[Box labels for photos]
[start]
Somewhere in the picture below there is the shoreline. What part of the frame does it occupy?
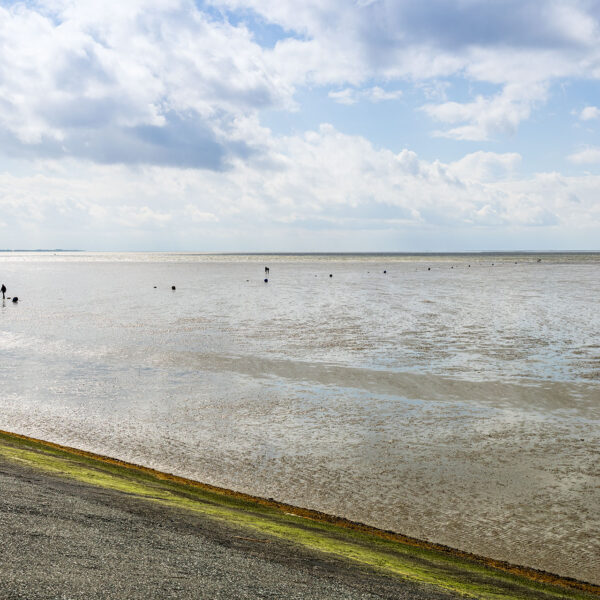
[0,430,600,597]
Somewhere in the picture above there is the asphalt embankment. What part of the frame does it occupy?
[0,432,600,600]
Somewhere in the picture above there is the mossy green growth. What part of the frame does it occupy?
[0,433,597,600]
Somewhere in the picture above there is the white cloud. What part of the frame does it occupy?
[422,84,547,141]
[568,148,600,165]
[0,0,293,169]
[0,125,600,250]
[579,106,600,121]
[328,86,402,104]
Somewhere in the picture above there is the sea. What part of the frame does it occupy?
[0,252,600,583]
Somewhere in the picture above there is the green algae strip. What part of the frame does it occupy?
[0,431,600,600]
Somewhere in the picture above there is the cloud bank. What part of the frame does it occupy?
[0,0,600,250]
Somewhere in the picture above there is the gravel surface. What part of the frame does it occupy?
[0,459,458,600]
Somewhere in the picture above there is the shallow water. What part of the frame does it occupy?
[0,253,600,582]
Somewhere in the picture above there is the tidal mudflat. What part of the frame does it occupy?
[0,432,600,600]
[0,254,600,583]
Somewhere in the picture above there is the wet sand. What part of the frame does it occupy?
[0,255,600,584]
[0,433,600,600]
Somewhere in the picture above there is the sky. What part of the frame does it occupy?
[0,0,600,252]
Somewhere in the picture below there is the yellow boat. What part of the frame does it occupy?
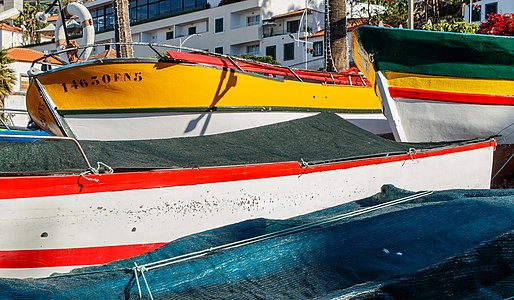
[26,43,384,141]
[end]
[start]
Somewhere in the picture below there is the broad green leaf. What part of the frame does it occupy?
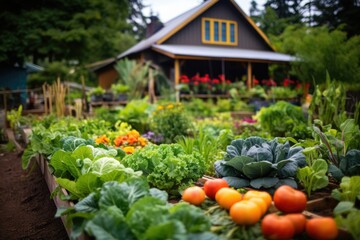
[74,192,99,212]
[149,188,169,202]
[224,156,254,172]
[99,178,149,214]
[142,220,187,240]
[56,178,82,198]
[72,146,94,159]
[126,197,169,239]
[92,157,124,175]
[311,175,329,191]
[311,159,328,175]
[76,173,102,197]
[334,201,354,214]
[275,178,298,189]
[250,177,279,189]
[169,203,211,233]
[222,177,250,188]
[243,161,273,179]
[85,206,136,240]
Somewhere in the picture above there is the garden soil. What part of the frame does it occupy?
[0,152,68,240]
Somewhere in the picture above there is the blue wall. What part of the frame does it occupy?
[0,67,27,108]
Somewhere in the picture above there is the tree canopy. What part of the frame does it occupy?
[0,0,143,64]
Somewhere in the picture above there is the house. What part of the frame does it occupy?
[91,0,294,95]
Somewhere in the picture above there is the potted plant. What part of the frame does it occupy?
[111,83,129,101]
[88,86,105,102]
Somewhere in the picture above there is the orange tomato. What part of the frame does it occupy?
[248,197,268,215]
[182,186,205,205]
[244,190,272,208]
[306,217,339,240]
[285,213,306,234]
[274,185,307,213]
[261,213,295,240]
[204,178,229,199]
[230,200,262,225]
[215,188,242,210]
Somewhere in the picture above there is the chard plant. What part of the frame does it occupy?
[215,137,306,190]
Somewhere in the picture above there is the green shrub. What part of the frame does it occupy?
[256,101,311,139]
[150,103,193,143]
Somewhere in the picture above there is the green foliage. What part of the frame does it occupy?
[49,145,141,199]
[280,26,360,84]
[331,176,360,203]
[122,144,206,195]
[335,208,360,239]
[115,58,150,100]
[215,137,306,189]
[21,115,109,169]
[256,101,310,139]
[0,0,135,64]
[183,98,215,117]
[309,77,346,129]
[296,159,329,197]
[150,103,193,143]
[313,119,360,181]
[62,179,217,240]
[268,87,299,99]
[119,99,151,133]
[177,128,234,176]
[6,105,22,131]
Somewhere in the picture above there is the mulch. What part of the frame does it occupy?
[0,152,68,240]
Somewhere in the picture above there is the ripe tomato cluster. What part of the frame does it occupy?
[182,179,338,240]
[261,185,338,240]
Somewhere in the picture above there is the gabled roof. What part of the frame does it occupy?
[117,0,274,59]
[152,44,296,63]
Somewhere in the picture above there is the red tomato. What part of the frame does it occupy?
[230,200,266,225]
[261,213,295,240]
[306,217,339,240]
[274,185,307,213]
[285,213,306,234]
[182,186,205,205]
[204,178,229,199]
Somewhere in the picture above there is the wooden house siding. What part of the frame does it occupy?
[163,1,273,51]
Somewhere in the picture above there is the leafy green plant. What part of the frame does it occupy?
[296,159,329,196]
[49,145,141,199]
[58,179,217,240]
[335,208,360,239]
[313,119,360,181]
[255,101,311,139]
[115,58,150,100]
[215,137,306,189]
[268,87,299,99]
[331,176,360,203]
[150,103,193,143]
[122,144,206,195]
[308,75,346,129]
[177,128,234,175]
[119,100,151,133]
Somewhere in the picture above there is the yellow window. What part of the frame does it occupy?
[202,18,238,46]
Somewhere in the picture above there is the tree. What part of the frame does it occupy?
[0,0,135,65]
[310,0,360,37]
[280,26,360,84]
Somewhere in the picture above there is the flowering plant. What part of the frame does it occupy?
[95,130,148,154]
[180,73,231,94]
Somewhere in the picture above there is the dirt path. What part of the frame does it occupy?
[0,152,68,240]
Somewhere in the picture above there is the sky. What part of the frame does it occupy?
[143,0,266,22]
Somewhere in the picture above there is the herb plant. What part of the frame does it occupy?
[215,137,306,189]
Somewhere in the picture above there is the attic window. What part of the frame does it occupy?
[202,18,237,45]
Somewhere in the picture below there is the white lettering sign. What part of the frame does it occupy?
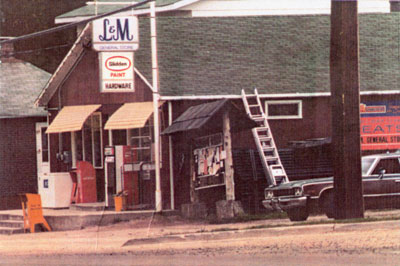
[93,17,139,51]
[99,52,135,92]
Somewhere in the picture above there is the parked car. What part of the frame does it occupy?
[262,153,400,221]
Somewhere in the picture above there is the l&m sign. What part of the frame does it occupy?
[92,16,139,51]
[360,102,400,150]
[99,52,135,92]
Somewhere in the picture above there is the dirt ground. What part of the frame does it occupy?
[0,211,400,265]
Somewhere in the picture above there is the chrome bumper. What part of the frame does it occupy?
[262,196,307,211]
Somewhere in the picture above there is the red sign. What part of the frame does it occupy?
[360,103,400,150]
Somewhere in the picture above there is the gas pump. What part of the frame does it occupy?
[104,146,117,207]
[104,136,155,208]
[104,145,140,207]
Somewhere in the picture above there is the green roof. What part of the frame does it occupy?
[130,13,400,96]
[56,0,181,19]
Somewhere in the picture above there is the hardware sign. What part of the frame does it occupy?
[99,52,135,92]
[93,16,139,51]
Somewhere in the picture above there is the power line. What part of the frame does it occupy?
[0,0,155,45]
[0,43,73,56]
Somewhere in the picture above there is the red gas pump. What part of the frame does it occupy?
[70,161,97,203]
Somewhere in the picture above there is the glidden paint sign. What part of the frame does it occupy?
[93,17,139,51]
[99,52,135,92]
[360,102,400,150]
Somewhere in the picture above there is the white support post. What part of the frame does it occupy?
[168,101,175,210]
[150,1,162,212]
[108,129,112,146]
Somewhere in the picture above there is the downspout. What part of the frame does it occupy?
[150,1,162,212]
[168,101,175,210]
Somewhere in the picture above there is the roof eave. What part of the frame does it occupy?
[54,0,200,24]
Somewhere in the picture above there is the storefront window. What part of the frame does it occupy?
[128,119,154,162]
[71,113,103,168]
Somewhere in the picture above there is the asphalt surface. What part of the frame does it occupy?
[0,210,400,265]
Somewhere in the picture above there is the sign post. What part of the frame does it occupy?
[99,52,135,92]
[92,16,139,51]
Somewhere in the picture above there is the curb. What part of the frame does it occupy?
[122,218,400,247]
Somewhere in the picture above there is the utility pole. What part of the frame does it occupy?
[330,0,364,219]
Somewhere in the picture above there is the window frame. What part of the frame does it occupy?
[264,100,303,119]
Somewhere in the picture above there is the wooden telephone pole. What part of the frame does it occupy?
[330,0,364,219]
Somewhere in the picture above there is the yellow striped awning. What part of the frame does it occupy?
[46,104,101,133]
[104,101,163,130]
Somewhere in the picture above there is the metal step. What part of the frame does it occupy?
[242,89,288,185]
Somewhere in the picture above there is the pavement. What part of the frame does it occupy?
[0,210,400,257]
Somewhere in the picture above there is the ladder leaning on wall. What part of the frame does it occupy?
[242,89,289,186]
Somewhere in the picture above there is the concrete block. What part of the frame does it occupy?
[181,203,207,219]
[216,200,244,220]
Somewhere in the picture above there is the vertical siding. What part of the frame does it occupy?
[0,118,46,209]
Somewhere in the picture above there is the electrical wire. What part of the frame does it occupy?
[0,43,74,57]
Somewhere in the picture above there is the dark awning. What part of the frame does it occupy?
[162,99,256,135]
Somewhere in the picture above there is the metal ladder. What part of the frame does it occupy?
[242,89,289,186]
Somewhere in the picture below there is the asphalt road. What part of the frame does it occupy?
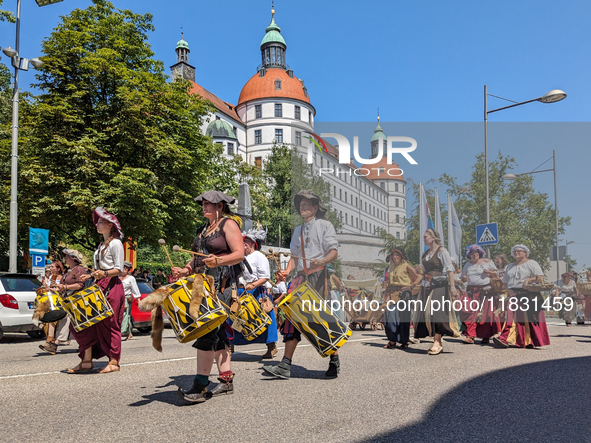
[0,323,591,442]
[end]
-- Written request --
Output the items from the line with "Somewhere in the picture above there is the dirt ground." to the line with "[0,43,73,56]" as a two-column CSV with the columns text and answer. Give one row per item, with each value in its own quoted field and line breaks replaced by spaces.

-- The output --
text,answer
"Somewhere in the picture above there is the dirt ground. What part of the frame does it occupy?","[0,211,400,265]"
"Somewhere in the picture above there is the chrome bumper. What part of the frame does it occupy?","[262,196,307,211]"
"Somewhere in the picture above there is the red sign. What part of the frame does it occupy?","[360,103,400,150]"
"Somewhere in the picture above there is the gas pump. What part of the frame does it occupy?","[104,146,117,207] [104,136,155,208] [104,145,140,207]"
"Somewhere in the picture above there is the green roof. What part of the frame does it occupy?","[130,13,400,96] [56,0,181,19]"
"Somewhere in the picture above there is the hardware sign. What part of the frame does it occupy?","[99,52,135,92] [93,16,139,51]"
"Somewhere in the picture above there is the power line. What part of the frame does it occupy?","[0,0,155,45] [0,43,73,56]"